== TASK PROMPT ==
From the line with "Question. The photo above holds the blonde" through the final line, please write out the listing exactly, including both of those lines.

## begin TASK MATERIAL

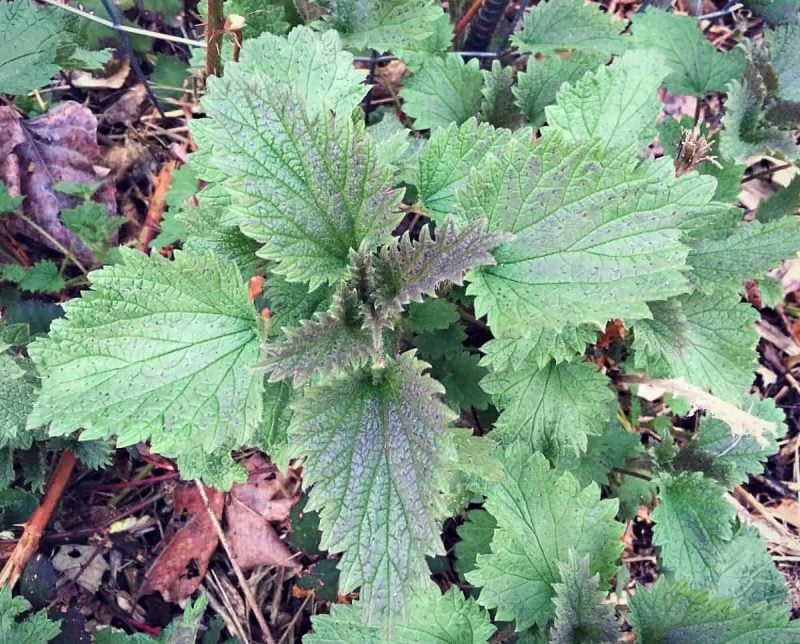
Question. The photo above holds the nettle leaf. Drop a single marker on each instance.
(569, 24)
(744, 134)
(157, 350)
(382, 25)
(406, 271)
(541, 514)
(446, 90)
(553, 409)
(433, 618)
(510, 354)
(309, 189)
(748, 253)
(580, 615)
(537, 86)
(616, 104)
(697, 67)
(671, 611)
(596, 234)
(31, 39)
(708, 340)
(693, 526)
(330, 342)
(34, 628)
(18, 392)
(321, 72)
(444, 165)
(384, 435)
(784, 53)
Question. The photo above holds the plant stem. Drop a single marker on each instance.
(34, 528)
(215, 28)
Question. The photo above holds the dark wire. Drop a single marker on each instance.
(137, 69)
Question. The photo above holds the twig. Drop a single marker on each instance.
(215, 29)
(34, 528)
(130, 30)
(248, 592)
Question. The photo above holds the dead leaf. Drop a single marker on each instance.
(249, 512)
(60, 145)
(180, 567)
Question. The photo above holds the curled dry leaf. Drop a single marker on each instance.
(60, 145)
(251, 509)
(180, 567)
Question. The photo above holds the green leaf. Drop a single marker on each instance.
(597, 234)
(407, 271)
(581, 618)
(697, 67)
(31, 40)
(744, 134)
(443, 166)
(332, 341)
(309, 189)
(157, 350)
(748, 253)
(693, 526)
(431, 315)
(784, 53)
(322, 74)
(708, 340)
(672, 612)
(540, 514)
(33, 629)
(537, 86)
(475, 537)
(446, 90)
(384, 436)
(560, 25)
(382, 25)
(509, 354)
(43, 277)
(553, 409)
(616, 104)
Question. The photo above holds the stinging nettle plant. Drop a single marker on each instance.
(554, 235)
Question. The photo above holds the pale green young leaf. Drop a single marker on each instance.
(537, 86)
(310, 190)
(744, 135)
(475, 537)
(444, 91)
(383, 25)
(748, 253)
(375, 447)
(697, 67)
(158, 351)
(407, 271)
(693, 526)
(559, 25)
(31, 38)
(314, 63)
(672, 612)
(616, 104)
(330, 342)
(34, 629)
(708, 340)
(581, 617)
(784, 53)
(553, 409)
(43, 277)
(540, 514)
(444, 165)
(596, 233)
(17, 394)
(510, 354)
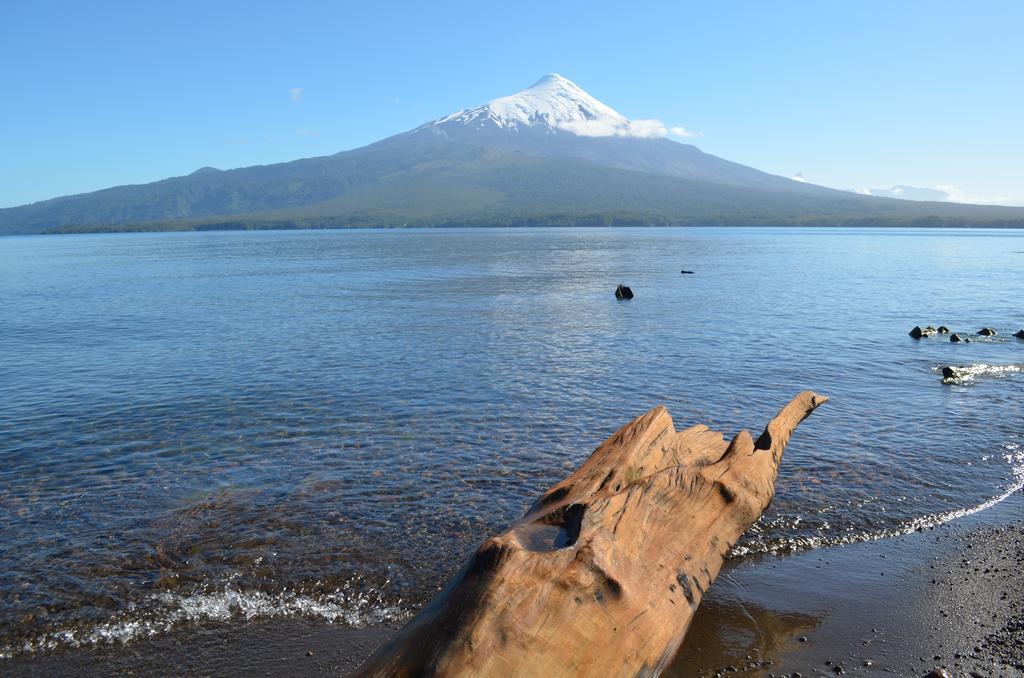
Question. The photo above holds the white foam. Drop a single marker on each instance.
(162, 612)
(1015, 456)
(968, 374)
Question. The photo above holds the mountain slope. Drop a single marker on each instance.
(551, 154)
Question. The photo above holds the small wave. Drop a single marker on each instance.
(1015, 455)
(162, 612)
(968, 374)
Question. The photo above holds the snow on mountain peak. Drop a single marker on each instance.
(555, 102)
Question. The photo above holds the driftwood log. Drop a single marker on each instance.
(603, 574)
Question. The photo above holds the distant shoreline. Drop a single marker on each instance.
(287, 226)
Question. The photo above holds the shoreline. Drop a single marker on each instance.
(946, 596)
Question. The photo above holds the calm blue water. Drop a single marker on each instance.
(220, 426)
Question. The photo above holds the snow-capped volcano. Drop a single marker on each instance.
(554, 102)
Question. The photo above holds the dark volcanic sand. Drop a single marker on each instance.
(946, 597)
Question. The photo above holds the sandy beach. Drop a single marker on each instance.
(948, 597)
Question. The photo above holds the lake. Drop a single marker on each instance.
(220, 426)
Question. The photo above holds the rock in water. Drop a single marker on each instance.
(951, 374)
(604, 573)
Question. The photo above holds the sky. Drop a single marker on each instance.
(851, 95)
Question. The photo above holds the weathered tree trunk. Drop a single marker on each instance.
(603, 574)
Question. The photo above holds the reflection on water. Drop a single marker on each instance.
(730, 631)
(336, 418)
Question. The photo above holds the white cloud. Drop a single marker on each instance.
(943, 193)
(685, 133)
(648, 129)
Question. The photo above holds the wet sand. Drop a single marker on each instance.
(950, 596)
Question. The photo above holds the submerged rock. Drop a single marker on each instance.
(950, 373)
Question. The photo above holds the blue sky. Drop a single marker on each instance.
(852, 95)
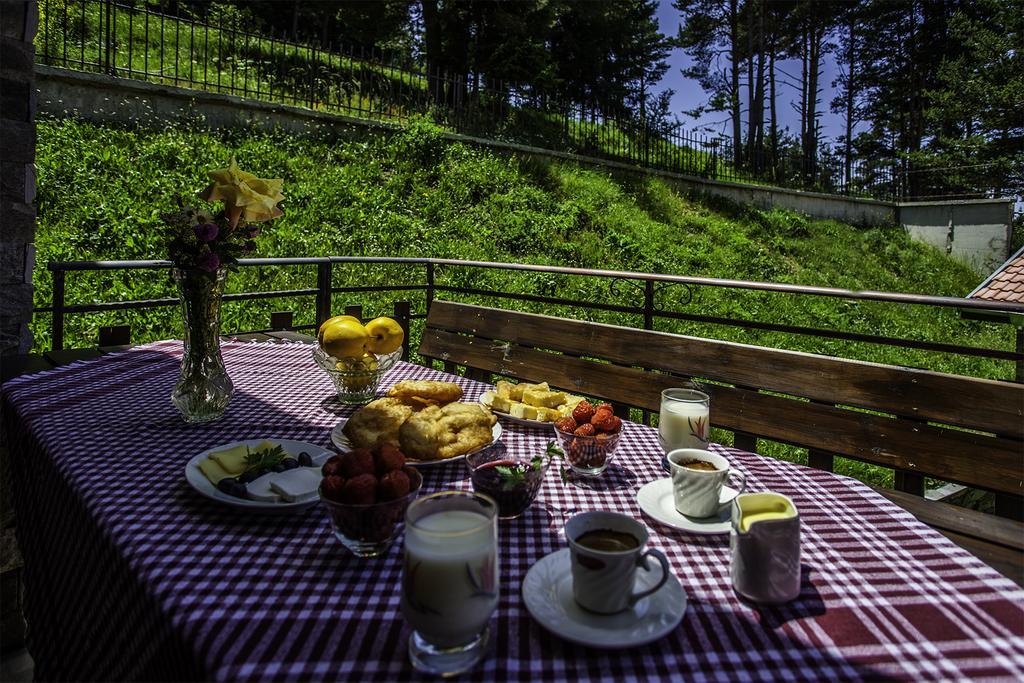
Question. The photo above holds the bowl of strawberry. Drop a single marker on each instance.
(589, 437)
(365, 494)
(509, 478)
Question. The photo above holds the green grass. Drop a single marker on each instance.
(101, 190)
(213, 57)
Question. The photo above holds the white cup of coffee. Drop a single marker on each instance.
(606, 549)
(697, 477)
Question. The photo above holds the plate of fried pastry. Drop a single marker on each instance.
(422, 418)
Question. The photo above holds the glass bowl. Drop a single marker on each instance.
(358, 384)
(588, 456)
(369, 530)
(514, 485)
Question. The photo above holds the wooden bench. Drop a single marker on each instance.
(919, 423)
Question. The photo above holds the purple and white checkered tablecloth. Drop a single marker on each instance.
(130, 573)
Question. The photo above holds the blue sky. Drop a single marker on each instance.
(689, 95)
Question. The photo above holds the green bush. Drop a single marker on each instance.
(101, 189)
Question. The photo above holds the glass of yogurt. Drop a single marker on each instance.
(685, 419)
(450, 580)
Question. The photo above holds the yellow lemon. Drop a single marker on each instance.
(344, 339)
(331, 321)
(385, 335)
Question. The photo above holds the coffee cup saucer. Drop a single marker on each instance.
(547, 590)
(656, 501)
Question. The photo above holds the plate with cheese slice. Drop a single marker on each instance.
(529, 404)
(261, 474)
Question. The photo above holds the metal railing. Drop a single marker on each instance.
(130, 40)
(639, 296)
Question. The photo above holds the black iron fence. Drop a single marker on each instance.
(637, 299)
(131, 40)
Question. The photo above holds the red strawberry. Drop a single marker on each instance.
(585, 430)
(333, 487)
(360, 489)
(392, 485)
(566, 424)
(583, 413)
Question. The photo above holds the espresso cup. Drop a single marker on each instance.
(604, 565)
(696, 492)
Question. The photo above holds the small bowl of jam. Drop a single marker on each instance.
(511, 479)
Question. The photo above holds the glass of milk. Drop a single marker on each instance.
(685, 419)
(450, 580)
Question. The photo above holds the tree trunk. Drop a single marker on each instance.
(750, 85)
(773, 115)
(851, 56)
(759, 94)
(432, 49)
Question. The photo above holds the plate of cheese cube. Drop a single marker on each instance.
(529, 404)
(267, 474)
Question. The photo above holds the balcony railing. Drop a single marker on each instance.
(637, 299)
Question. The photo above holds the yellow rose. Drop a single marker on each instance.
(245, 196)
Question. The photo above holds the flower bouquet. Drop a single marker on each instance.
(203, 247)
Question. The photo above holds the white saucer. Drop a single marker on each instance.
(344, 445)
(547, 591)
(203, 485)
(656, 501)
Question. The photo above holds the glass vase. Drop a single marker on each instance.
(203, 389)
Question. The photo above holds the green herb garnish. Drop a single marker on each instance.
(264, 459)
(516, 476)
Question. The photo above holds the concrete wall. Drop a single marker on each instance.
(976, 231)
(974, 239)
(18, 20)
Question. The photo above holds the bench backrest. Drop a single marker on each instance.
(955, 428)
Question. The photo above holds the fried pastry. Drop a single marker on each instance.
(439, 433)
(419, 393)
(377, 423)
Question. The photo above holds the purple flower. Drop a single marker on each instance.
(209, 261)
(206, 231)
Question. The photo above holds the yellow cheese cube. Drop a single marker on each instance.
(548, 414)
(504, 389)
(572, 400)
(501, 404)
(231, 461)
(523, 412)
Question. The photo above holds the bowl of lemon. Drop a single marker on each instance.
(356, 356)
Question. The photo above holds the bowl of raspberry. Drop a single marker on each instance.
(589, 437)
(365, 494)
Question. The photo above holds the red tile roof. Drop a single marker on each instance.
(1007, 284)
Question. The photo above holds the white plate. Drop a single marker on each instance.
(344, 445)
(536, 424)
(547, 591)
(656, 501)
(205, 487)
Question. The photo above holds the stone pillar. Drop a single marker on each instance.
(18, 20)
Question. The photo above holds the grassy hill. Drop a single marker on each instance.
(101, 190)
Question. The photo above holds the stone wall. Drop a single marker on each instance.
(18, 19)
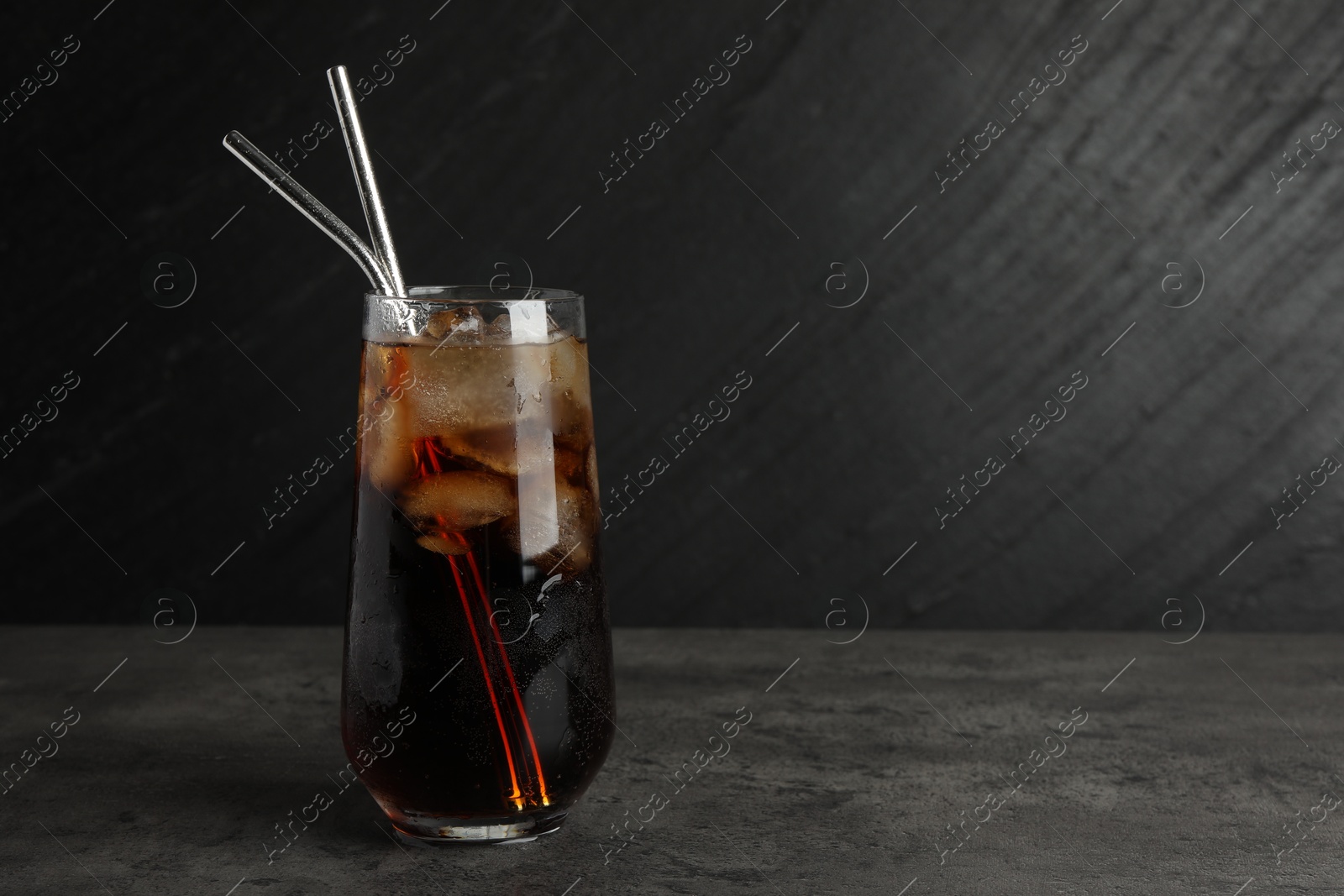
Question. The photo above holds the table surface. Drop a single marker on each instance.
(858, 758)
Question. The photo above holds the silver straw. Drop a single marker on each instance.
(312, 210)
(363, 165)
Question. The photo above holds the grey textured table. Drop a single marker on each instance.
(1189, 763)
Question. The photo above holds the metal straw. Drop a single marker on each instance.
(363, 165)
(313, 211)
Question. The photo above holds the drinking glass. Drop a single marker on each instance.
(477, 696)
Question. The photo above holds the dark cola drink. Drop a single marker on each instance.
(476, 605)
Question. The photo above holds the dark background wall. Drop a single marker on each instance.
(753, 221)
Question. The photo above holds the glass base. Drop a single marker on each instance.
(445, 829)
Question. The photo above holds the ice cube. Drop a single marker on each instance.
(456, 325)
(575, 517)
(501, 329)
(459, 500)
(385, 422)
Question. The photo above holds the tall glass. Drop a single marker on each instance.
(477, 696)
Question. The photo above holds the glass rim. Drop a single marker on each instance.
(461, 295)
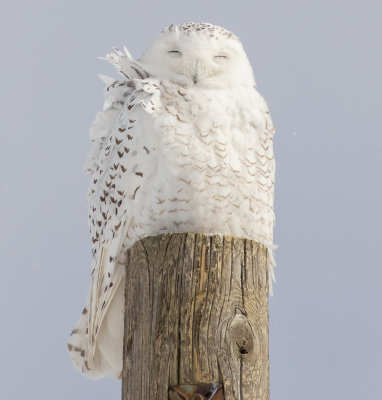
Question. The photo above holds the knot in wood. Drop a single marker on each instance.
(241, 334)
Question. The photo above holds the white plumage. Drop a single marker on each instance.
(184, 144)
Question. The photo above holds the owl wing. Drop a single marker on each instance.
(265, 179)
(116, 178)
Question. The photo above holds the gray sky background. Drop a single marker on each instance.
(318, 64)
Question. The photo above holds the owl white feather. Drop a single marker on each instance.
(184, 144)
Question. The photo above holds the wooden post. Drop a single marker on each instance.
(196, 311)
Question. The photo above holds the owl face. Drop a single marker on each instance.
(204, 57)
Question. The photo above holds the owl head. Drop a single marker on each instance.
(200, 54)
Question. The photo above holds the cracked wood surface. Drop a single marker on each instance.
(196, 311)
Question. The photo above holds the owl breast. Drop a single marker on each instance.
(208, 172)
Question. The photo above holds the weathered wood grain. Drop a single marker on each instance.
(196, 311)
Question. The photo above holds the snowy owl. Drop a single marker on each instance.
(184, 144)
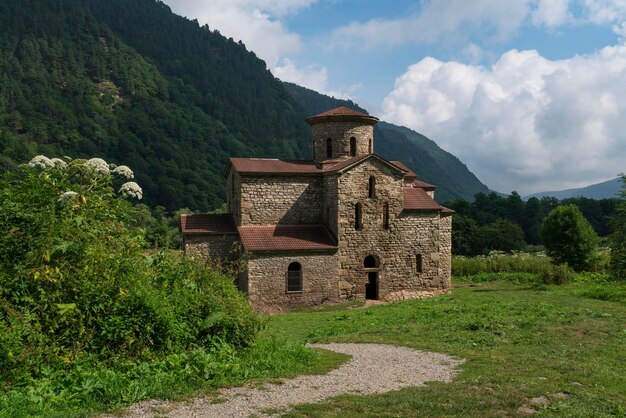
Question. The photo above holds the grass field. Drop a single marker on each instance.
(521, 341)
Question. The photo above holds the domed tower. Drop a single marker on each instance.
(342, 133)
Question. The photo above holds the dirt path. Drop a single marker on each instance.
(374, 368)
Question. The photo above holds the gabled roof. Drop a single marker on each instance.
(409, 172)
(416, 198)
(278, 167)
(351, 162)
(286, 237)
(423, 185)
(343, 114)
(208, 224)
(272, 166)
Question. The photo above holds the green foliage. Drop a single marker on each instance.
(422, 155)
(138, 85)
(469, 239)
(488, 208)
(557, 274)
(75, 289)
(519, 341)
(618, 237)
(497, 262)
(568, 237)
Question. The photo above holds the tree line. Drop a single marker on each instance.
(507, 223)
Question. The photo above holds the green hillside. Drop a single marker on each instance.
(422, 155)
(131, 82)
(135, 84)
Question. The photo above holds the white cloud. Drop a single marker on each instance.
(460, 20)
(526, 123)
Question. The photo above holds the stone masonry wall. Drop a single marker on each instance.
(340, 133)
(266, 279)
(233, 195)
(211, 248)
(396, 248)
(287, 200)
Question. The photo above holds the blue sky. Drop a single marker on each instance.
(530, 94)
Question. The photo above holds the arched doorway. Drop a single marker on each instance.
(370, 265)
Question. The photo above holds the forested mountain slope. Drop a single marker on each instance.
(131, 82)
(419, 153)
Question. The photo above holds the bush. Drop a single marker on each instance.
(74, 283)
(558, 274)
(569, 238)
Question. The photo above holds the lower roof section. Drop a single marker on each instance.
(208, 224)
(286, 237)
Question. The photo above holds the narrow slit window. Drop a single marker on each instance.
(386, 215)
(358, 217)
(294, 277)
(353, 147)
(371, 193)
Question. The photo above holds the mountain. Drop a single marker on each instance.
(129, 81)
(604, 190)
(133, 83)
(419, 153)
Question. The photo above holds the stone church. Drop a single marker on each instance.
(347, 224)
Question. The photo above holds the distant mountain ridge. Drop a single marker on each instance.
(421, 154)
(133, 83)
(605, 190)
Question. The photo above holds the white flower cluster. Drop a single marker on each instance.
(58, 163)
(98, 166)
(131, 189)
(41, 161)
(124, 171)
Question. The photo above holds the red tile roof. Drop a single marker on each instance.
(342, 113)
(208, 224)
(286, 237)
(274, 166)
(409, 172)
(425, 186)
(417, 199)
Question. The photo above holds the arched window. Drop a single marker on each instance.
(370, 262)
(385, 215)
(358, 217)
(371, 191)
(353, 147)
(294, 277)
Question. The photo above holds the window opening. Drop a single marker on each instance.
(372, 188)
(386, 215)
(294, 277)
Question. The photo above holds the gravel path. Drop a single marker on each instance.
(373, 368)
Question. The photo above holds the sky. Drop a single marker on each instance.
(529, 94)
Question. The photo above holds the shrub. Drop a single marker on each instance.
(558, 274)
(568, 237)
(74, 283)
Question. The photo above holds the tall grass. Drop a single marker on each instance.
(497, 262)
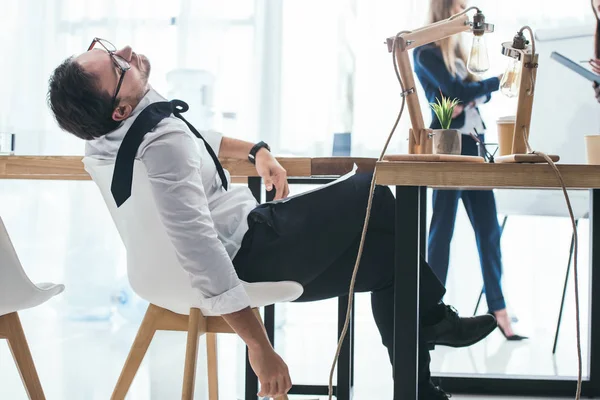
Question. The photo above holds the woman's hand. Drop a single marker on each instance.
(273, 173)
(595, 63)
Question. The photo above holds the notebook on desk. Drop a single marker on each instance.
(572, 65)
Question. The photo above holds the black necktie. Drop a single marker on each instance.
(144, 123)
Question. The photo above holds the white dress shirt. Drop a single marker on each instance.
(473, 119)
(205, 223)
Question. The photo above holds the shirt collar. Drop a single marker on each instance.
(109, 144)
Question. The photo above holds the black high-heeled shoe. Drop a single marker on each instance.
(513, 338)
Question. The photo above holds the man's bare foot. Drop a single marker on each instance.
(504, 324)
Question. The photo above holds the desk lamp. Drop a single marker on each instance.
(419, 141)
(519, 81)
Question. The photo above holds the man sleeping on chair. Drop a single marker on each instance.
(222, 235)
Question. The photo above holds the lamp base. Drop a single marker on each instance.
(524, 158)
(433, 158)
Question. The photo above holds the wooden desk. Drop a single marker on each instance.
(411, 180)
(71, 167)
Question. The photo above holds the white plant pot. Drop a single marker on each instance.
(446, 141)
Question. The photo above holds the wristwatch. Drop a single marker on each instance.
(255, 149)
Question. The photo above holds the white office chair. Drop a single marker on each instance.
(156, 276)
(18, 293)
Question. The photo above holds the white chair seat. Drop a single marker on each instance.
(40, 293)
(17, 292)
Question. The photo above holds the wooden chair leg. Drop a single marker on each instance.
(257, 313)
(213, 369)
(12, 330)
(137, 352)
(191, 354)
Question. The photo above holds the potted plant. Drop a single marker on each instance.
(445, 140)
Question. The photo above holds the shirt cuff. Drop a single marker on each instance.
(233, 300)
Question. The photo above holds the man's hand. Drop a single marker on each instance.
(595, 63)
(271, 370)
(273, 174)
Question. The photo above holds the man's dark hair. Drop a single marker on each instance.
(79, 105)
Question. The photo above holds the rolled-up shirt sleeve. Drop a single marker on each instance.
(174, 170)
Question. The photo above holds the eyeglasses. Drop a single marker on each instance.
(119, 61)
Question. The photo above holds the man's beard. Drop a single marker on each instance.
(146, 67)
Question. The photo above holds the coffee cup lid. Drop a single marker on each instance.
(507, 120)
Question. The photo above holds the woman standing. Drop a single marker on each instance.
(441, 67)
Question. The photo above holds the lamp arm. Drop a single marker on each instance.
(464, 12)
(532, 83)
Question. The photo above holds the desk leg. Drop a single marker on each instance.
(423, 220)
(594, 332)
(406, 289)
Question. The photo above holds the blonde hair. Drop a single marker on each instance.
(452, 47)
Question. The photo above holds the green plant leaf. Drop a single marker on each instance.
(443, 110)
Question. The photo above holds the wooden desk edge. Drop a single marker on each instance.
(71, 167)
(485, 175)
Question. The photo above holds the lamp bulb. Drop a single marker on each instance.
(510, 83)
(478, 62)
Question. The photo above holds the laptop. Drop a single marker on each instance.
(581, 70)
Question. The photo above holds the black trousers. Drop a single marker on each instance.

## end TASK MATERIAL

== ANSWER TO THIS EXERCISE ==
Question. The photo above holds the blonde hair. Drop a single marker on each instance.
(452, 47)
Question. The photo above holds the green plant leaf. Drop a single marker on each instance.
(443, 110)
Question. The photo above holds the wooden desk edge. Drop a single marker on each instance.
(71, 167)
(485, 175)
Question. The photo above holds the lamp bulb. Drop a single marker on each instance.
(510, 83)
(478, 62)
Question. The photo above holds the laptop. Drop a single marker on each instance.
(581, 70)
Question. The photo above holds the black trousers. Drop a single marker on each instance.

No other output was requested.